▸ **Dataset entries**:

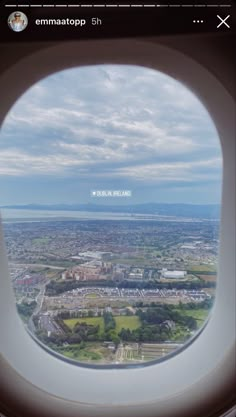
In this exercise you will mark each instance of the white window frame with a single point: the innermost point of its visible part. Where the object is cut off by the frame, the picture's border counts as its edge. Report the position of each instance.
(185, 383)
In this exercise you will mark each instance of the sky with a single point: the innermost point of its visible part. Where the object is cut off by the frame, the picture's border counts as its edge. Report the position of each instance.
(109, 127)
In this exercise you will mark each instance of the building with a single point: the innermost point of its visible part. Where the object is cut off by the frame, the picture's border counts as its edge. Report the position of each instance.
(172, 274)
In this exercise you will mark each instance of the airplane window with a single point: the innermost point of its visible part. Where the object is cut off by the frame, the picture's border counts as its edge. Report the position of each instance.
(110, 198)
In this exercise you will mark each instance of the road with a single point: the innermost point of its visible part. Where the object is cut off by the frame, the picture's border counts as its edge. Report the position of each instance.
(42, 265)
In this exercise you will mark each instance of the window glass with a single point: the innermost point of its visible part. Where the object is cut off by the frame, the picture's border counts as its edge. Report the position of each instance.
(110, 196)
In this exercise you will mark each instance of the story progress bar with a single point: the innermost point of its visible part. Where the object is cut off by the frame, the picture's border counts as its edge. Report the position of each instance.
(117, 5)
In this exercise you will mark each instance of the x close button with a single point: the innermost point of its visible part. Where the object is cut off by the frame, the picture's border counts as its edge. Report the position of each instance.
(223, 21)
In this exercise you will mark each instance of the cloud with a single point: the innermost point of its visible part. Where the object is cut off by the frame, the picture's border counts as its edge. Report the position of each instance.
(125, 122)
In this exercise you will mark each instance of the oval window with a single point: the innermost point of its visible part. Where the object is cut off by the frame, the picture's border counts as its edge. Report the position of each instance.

▸ **Required work**: Copy the records above exactly, leaving out every picture.

▸ **Task answer**:
In this exercise you will mark each instance of the white window frame with a single point: the innermost point of its visible part. Where the object is cut off by the frame, the picture's border counts as its edge. Report the position of each instance.
(185, 383)
In this exercise you will mark each instance of the sky with a single point: the innermost point of its visible part. Where the object is cut off by the frame, the picture's border counts as its edge. Report the position of each instance.
(109, 127)
In this exercise you will mark each instance of the building with a single point: the innermost point of its visible part. Where the object is cut off by the frame, the picture's border counts as its edge. Report the position of each instance.
(172, 274)
In this exercise you will mark each instance of the airplane window with a single point: the innermost point of its visible part. Where the object is cut off by the frame, the picture's border counts as its edge. Report the position of each instance.
(110, 198)
In this exercise you will mark each instance of the road with a single point: the innermost point of its visible part. Where the object is cut off by the frame, the picture's border counts as its edge. Report the position of each instance.
(42, 265)
In this exercise you will mark each instance of the window glass with a single point: the innermost point of its visible part. Where the object is cut off by the frame, the picture's border counts as its edge. Report the position of each instance.
(110, 196)
In this exercise you will mark each instance of the story progress bar with a single point: the innermost point of its visible part. Where the object is cut off by the frame, the picture's border counts as its edge. Report the position of each instance.
(117, 5)
In this exercise you will mark each instance of the x close button with a single point: the innermost point of its visible part. Where the object is cut off by the frame, the picture's border counts as its edge. Report the position of each instance.
(223, 21)
In this exercise you will mark each instance of the cloud with a single point: the innermost point of its visible part. Where the object is cut off by the frame, the picture's border counts as its edge. Report the position of each instance.
(125, 122)
In this exercise you will mark each instance of the oval window with a single point: the innermost point of its visible part. Where the object is cut off by the frame, the picture's border counts as its edge. Report the position of each instance.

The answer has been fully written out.